# start of EXCERPT
Carin with headphones on.I am in my "Zone" with my headphones on, listening to music and writing. In this space I am "home". Thoughts can flow freely in my mind. I've always been home in the depth of my mind. 

I'm in New York... the state. My sons like the house cold. I laugh and tell them I can always layer up. So I sit at my computer with knit gloves on my hand with the fingers cut out so I can feel the keyboard. A blanket on my lap. Two fleece lined yoga pants, three layers of tops. I feel the cold filter in from the windows by my computer desk and watch the snowflakes gently fall. There is beauty in being in this morning's "Zone". It all flows perfectly with my emotions of the day. The good news is... when I breath out I'm not seeing my breath so the house isn't that cold... just to me.

I'm tired. The last few days of the month are always strenuous. It's crunch time to make sure that the next month's training modules are ready. Doing 6 posts a day for 30 days equates to 180 designs and writings. The research behind it. Creating the strategy behind the designs so that they look appealing in the three column format. I implement my degrees heavily in what I do. Visual, UX Design, UX Research, Human Computer Interaction... the list goes on.

I love what I do. It flows through me seamlessly. The music I have today is a perfect representation of when I am in my ultimate, "Zone". Celtic instrumental with the drums beating, the strings singing to the depth of my soul always encouraging me to push forward. To stay focused and pull out that extra bit of strength to power through.

https://www.youtube.com/watch?v=EUq2HSRHc7Y&list=PLdtLy149PeU63L15GG7GJ5R-SgxfnrXGL

I spent the morning in deeper thought and meditation. Something I do at the beginning of December as I reflect on the past year and my journey. Taking the time to reminisce about the year's events, the people I've met. Those that have deeply impacted my life. A tear fell today.

I start to envision the next year, set my goals and develop my strategy built upon the lessons of failure that I've learned for the year. There have been many this year. But I am a stronger and better person because of them. Without my failures I wouldn't be where I am today. So I am grateful for the lessons, as painful as they have been.

My biggest failure this year, was a totally new experience for me. One that came as a surprise. The dreaded "F" word. FIRED! I've never experienced that before... it was quite fascinating. I laugh because while I was being fired from employment, one of my clients was designing the custom 18k gold and diamond life path pendant that I wear around my neck, in appreciation for the work I had been doing for him over the last several years and to express how much he appreciated how easy I was to work with.
# end of EXCERPT
# start of DATASET EXTRACT
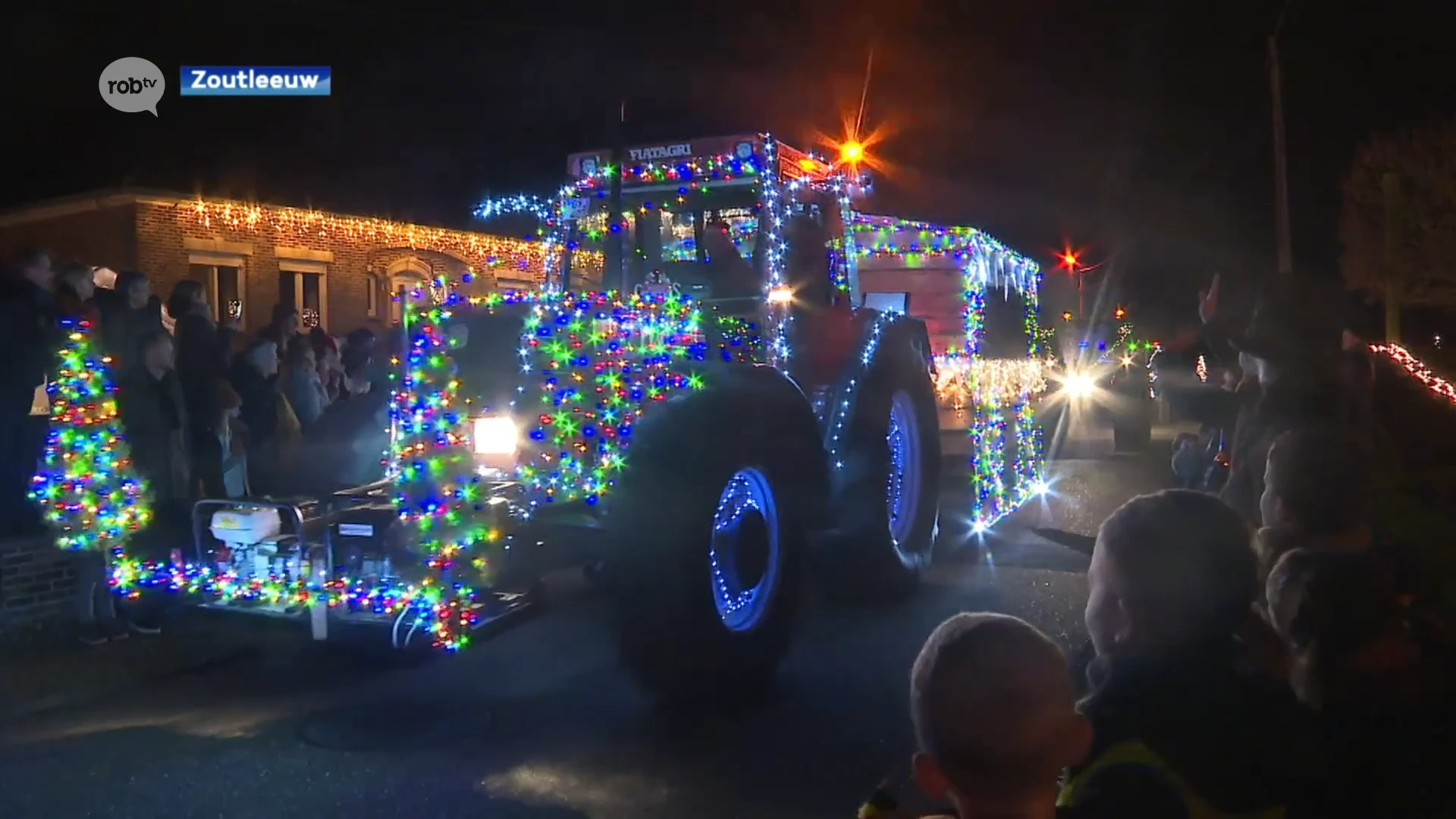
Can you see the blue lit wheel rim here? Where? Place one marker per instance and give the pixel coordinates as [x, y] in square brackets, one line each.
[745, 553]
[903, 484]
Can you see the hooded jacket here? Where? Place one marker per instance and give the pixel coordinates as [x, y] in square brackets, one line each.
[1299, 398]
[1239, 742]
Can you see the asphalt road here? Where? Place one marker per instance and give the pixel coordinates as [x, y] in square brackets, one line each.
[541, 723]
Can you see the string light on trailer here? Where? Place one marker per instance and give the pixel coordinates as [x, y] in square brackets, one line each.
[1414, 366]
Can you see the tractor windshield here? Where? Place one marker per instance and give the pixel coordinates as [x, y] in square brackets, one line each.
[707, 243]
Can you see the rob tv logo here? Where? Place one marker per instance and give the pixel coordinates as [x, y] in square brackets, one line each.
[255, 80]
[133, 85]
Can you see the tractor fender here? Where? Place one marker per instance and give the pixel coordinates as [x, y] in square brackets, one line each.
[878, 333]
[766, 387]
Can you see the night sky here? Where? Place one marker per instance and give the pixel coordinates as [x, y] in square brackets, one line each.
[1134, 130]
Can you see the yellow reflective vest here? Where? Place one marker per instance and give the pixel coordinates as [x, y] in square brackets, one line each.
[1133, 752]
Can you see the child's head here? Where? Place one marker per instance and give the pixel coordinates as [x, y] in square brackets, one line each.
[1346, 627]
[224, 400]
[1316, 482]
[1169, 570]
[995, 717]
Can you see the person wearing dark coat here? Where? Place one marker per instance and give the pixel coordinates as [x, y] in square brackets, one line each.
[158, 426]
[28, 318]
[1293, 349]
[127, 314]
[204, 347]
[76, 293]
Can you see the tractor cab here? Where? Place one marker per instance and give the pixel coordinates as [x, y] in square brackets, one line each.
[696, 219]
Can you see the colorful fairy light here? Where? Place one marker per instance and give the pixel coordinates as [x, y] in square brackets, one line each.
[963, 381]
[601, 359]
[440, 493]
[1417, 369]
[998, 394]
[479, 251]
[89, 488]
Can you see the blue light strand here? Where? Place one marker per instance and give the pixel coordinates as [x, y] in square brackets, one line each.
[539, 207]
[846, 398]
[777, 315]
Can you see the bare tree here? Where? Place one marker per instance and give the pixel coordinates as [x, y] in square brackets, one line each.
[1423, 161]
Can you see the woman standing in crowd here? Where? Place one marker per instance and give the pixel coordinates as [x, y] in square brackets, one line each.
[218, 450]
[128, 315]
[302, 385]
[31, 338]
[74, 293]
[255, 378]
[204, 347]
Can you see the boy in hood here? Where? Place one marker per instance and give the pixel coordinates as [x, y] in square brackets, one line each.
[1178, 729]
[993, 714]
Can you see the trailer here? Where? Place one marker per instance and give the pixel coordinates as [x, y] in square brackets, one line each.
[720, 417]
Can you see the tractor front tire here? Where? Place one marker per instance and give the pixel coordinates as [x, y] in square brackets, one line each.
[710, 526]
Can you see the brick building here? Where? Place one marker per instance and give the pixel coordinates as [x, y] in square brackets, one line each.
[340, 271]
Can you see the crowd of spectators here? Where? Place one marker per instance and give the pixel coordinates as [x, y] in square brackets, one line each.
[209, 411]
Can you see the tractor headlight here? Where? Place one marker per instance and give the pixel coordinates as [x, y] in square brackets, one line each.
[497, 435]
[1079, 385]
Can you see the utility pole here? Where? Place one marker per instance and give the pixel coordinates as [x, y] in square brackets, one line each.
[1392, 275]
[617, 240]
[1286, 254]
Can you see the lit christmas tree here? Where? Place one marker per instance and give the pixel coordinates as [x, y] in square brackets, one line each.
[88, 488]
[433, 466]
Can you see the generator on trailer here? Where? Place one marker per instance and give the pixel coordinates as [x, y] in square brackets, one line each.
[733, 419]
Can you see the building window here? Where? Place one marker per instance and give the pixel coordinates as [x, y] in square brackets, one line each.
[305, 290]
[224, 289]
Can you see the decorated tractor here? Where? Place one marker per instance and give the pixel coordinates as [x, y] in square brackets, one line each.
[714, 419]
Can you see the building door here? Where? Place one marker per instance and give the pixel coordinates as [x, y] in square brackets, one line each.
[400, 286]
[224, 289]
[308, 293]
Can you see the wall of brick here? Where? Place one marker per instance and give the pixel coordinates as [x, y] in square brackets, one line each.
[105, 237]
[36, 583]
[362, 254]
# end of DATASET EXTRACT
§ **TASK INSTRUCTIONS**:
Extend the blog post about writing in the "Zone" past its last sentence. The records are separate material, unrelated to the text.

§ **RESULT OF THE EXERCISE**:
Like me, there is only one of these pendants in the world. The two extremes occurred at the same time. "You have no value to our success, you are extremely valuable to my success." I find that fascinating, in and off itself. There is great value in that lesson, that I know has had a positive impact in my life and how I process events that one would initially interpret as catastrophic.

I learned a valuable lesson in this experience. That stark contrast. As I said before, I'm a Driver personality. I'm either loved or hated. In one moment I was experiencing both.

The business woman in me will tell you that they made the right choice. The team could not get past the "storming phase". I could go on with a list of choices I would have recommended they did differently, had I been brought in as a consultant. But the reality was, I was brought in as an employee. 

As I watched top talent stream out this company's door either on their own choice or by similar action, I had been warned by others who had left, to prepare myself; that the firing would be coming. I'll not share the drama, but will share the amazing path that this one event put me on.

When I left the parking lot, I was thrilled that the hostile work environment would no longer be a part of my daily life. I was energized and ready to do what I do best. Pick myself back up and move forward. My mind was firing back and forth to the strategy I would take.

Being fired, lead me to join programs to learn social media. I'm on IG because I was fired. Joining the Lewis Howes program, was the stepping stone to me writing my story. My books, the training modules, this website, this very post all have been stepping stones that were placed in front of me because I was fired. 

My boss, incredible woman. My favorite boss. If I saw her today, I would give her the biggest hug and thank her for firing me! I would eagerly shake the upper managers hands that were a part of that decision. I'm grateful to them for firing me. I'll not share the drama. Go down the finger pointing path. I'll do what I do... take the hit to protect the project and team, wish them the best and move forward.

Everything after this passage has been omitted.